EXCERPT.
━━━
I hope you enjoy this lesson as much as I do.

In this lesson, you'll be able to explain the relationship between adjacent multiples of eight.

Your keywords are on the screen now, and these are adjacent and multiple.

I'd like you to repeat them after me.

Adjacent, multiple.

Fabulous.

Let's move on.

So adjacent means next to each other.

A multiple is the result of multiplying a number by another whole number.

And these are two keywords that you will see popping up in this lesson.

This lesson is all about representing and counting in eights as the eight-times table.

And we have two cycles here.

The first cycle is about adjacent multiples of eight.

Now remember, adjacent means next to.

So what I want you to think about is what do you think are the adjacent multiples of eight? So if I said 16 is a multiple of eight, what do you think that adjacent multiples would be? And in the second lesson cycle, we will be solving problems using our knowledge of the adjacent multiples of eight.

I'm really excited about this lesson, so let's get cracking.

In this lesson, you'll meet Andeep and Izzy.

Andeep writes multiples of eight in order and looks at adjacent numbers, numbers that are next to each other.

What patterns do you notice? Adjacent multiples have a difference of eight.

When moving down the column, the product increases by eight.

When moving up the column, the product decreases by eight.

So have a look at the table.

I would like you to tell me what the adjacent multiple is.

You can pause the video here.

So what did you get? 48 is the answer, and that's because we've added eight to 40.

Back to you.

Pause the video here to fill in the gap.

So what did you get? 56 is the correct answer.

Now adjacent multiples can also be represented on a number line, and you can see that on the screen now.

Adjacent multiples of eight are zero and 16.

So you can see that zero is an adjacent multiple of eight, we've subtracted eight, and to get from eight to 16, we've added eight.

So the adjacent multiples of 80 are? Back to you.

You can pause the video here, have a go.

So what did you get? You should have got 72 and 88.

You would've got 72 by subtracting eight from 80, and you would've got 88 by adding eight to 80.

Back to you again, I'd like you to fill in the blank.

So how did you do? You should have got 40, and that's because you are adding eight to 32.

You can record an adjacent multiple using a mixed-operation equation.
━━━
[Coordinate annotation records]
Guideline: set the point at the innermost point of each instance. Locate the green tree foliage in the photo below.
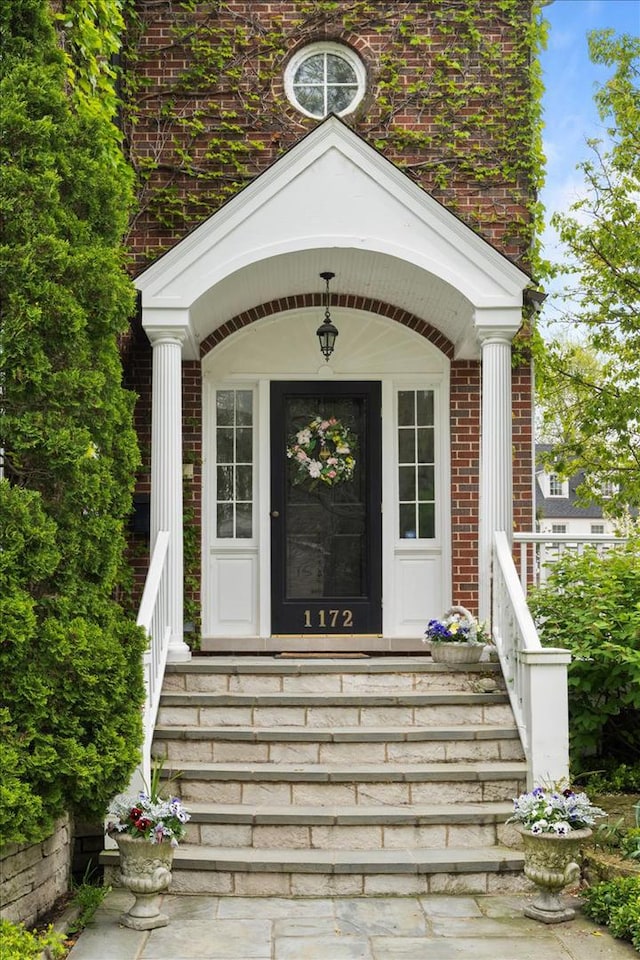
(69, 655)
(617, 904)
(590, 604)
(601, 402)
━━━
REQUIREMENT A. Reproduce the passage of the lesson transcript on multiples of eight from "Now remember, adjacent" up to and including "are next to each other.".
REQUIREMENT B. Take the lesson transcript on adjacent multiples of eight further, starting right after its final sentence.

FINAL ANSWER A.
Now remember, adjacent means next to.

So what I want you to think about is what do you think are the adjacent multiples of eight? So if I said 16 is a multiple of eight, what do you think that adjacent multiples would be? And in the second lesson cycle, we will be solving problems using our knowledge of the adjacent multiples of eight.

I'm really excited about this lesson, so let's get cracking.

In this lesson, you'll meet Andeep and Izzy.

Andeep writes multiples of eight in order and looks at adjacent numbers, numbers that are next to each other.

FINAL ANSWER B.
And this is how you do that.

You know that one group of eight is eight, so eight equals one times eight.

16 is one group of eight, add eight, so 16 equals one times eight add eight.

Two times eight is equal to one times eight, add eight.

And that's your mixed-operation equation.

So let's now have a look at 24.

We know that three groups of eight is equal to 24.

Now if we then subtract eight, we end up with our adjacent multiple of 16.

16 is three groups of eight, subtract eight.

So 16 equals three groups of eight, subtract eight.

And if we were to record this as a mixed operation, we could write two times eight is equal to three times eight takeaway eight.

Adjacent multiples can also be represented on a number line.

40 add eight is 48.

You can write this as six times eight equals five times eight add eight, and 48 is equal to five groups of eight add eight.

Now let's have a look at what happens when our adjacent multiple is 80.

So we know that 10 times eight is equal to 11 times eight take away eight.

So 80 is equal to 11 groups of eight, subtract eight.

Back to you.

You're going to be completing the equation.

You can pause the video here.

So what did you get? Well, we're going from 64 to 56, and we've subtracted eight.

So if we know that 64 is eight times eight, we've subtracted eight, and then we end up with 56, so that should have been your equation.

If you got that, well done.

So your task for lesson cycle one.

For question one, you are going to be finding the missing multiples.

For question two, you're going to find the missing adjacent multiples, and then you're going to complete the mixed operation equations.

Remember to use what you know and your table facts of the eight times tables to help you.

And then, for 2B, you're going to write your own.

So, for example, 48 to 56.

So 56 is equal to six times eight add four.

Are there any other equations that you can write based on the eight times tables? You can pause the video here, click play when you're ready to rejoin us.

So how did you do? Let's have a look at question one.

I'm going to count on from zero all the way up to 96.

You can mark your work whilst I do that.

So, zero, eight, 16, 24, 32, 40, 48, 56, 64, 72, 80, 88, 96.

Question two, you are going to find the missing adjacent multiples and complete the equations.

So you've got eight, 16.

So in this case, 16 is the multiple, and that is equal to one times eight add eight, so eight was your missing number.

Let's have a look at 16 to 24.

So 24 is equal to two times eight add eight.

And then, 32 to 40, 40 is equal to four times eight, add a group of eight.

And for your own example, so for example, I'm going to choose 40 and I'm going to say that is equal to four times eight add eight, or I may have used subtraction and I may have picked 64.

I would've written 64 is equal to nine times eight, takeaway eight.

If you've got all of those answers correct, well done, give yourself a tick.

Let's move on.

So for this lesson cycle, we're now going to be solving problems using what we know about the adjacent multiples of eight.

Let's get cracking.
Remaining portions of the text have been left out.